§ Work required:
None of the images should appear in your copy. Transcribe the data in full.

Dataset entries:
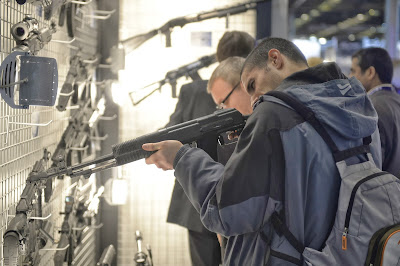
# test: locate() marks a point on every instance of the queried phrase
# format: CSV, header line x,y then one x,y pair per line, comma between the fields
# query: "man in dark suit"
x,y
373,67
195,102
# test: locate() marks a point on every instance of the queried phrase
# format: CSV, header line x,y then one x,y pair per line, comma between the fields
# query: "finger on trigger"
x,y
150,146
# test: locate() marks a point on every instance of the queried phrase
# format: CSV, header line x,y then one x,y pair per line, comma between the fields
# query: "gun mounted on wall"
x,y
134,42
26,234
28,36
212,125
190,70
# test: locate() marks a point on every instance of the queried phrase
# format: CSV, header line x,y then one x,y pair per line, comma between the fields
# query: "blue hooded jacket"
x,y
281,164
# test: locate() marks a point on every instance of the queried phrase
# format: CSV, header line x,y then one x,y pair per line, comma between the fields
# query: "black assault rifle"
x,y
189,70
134,42
129,151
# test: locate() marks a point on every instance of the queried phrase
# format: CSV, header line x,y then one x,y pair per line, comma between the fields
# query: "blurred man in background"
x,y
373,67
195,102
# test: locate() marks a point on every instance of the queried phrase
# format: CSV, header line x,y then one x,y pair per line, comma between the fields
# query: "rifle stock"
x,y
188,70
129,151
134,42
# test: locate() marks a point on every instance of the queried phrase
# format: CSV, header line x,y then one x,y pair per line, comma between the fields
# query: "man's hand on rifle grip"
x,y
165,155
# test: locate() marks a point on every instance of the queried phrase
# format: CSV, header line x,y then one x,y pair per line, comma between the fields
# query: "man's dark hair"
x,y
377,57
258,57
234,43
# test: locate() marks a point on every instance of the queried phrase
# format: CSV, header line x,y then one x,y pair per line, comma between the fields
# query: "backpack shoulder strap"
x,y
309,116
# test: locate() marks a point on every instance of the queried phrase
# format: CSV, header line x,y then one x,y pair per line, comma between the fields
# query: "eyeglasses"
x,y
222,104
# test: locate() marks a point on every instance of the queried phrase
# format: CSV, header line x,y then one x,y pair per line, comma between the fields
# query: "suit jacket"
x,y
193,102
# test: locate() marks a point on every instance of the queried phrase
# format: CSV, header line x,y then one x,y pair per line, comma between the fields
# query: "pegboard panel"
x,y
21,142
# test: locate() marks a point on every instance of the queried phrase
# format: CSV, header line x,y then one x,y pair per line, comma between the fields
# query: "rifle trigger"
x,y
221,140
193,144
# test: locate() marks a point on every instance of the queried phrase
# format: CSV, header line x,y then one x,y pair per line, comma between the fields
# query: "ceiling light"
x,y
361,17
322,41
305,17
371,12
315,13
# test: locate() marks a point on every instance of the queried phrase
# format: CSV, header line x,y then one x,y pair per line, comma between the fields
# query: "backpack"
x,y
366,229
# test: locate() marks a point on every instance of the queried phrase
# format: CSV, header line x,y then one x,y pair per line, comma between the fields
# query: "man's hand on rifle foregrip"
x,y
165,155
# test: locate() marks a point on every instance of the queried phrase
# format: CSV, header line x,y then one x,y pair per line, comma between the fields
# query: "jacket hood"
x,y
341,104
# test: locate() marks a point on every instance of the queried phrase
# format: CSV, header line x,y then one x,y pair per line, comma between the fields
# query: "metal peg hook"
x,y
72,107
40,218
81,3
103,14
88,61
108,118
66,42
79,149
78,228
96,227
55,249
104,66
7,117
100,138
32,124
66,94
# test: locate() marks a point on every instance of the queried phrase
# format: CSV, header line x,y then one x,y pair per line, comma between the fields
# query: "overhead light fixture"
x,y
361,17
314,13
351,37
322,41
305,17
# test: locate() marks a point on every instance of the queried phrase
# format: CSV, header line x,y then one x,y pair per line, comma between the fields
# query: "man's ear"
x,y
370,72
275,58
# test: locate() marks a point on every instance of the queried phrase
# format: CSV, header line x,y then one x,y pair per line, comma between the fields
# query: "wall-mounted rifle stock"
x,y
25,236
129,151
134,42
189,70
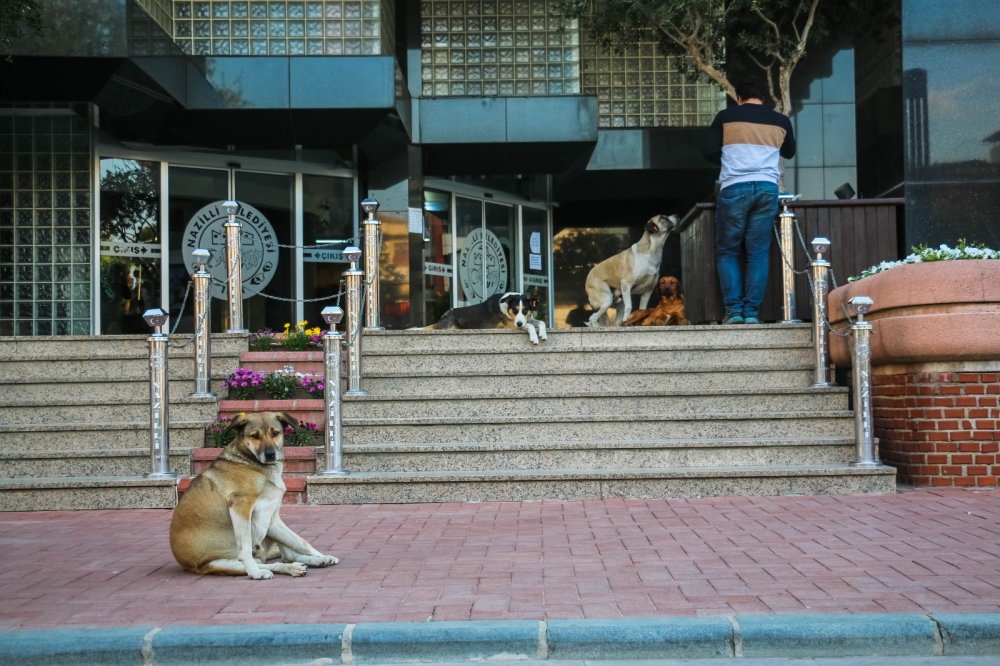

§ Solution to this exercise:
# test: locate() marks a point on every instance of the queried phrase
# format: CSV, header line x,y then one x,y pair per line, comma between the fields
# query: "man in dark suit"
x,y
373,67
195,102
# test: locate() marks a point on every instance of the queried phrase
# format: CSV, header line x,y then one x,y pair per line, comma between the fields
# query: "finger on trigger"
x,y
150,146
# test: locate() marks a point on every instance of the queried phrase
# format: CSV, header line x,y then one x,y pair per line, comma between the fields
# query: "gun mounted on wall"
x,y
134,42
26,234
28,36
212,125
190,70
# test: locate() marks a point on every instance of the queried phrase
# format: CSV, header line x,y then one x,y pair per line, comma between the fields
# query: "blue hooded jacket"
x,y
281,164
# test: locate() marks a point on every instance of the queried phrase
# format: CSV, header line x,y then one x,y pair per line, comma between the fields
# query: "black assault rifle"
x,y
189,70
134,42
129,151
# test: locate() marks a point on every instance of the queried phrase
# format: CSV, header line x,y then one x,y pair per line, comma between the fields
# query: "blurred man in background"
x,y
373,67
195,102
# test: locate() marks a point on every instance of the queried phrase
# format: CSV, header line x,y then one x,y pair per line, comma between the fields
# query: "rifle stock"
x,y
188,70
129,151
134,42
# test: locate() marks a point on every instance of the queried phrase
# format: CSV, header line x,y then one x,y pair per line, comma between the fields
# query: "man's hand on rifle grip"
x,y
165,155
# test: locate() marks a point on every instance of the queried phrase
# format: CSV, header line x,y then one x,y pair per line, comma between the fields
# query: "man's dark hair"
x,y
377,57
258,57
234,43
# test: locate() marks a point on every instance of the queried phrase
# format: CSV, header line x,y then one x,y pair per line, comma between the fields
# query: "backpack shoulder strap"
x,y
309,116
# test: locate() marks a point on every instance of the queried phrase
# format: CSV, header line x,y then one x,y pair per line, comma between the fields
# query: "eyeglasses"
x,y
222,104
# test: locate() marks a point on every instance of the queried phrase
# format: CSV, header line x,y then one x,y pair per line, comma between the fields
# query: "suit jacket"
x,y
193,102
# test: locate() marks a point on every instance of the queried phrase
# format: CSV, header line x,y then one x,y pair per line, comma between the fields
# query: "pegboard panel"
x,y
21,142
# test: locate() marks a point on every instance of the queried phrase
# format: CSV, header line x,y then one x,y pair per line, comma between the fields
# query: "rifle trigger"
x,y
221,140
193,144
# test: locate() marks a point on every instance of the queried phrase
# format: CSV, header line x,y then one x,y pair per line, comma between the fields
# query: "ceiling light"
x,y
361,17
322,41
305,17
371,12
315,13
# test: locate() marks a point on every instance of the queried phrase
# format: CSV, header line x,y then one x,y pair per line, comma between the fields
# query: "backpack"
x,y
366,229
# test: locate() marks a point on every instance of the queried phrase
# format: CSV, header line x,y then one x,y pair per line, comma between the fields
# query: "man's hand on rifle foregrip"
x,y
165,155
# test: locate() marks a point on every instance of the queried phrase
# format: CSV, header line x,y then one x,y pair per line, comma between the fields
# query: "jacket hood"
x,y
341,104
# test: locate() marks a point on every instance of the queried phrase
# format: CSV, header line x,y then one x,y pair per line, comma between the fields
# query: "metal peg hook"
x,y
72,107
40,218
81,3
103,14
88,61
108,118
66,42
79,149
78,228
96,227
55,249
104,66
7,117
100,138
32,124
66,94
# test: locate() marks a point on every instance of the queried phrase
# format: CSV, header line x,y then one x,y pair per line, comma between the fields
# query: "overhead light fixture"
x,y
361,17
314,13
351,37
322,41
305,17
# test: locate() marks a point on every instance of the queried phrase
# format: CSV, header line x,y then one x,y pair per line, comma between the fields
# query: "man's ear"
x,y
370,72
275,58
# test: locate() marks a point on every instance of the queried phrase
# format: CSV, header line x,y then one x,y pair per line, comma between the fields
# query: "wall-mounted rifle stock"
x,y
25,236
129,151
134,42
189,70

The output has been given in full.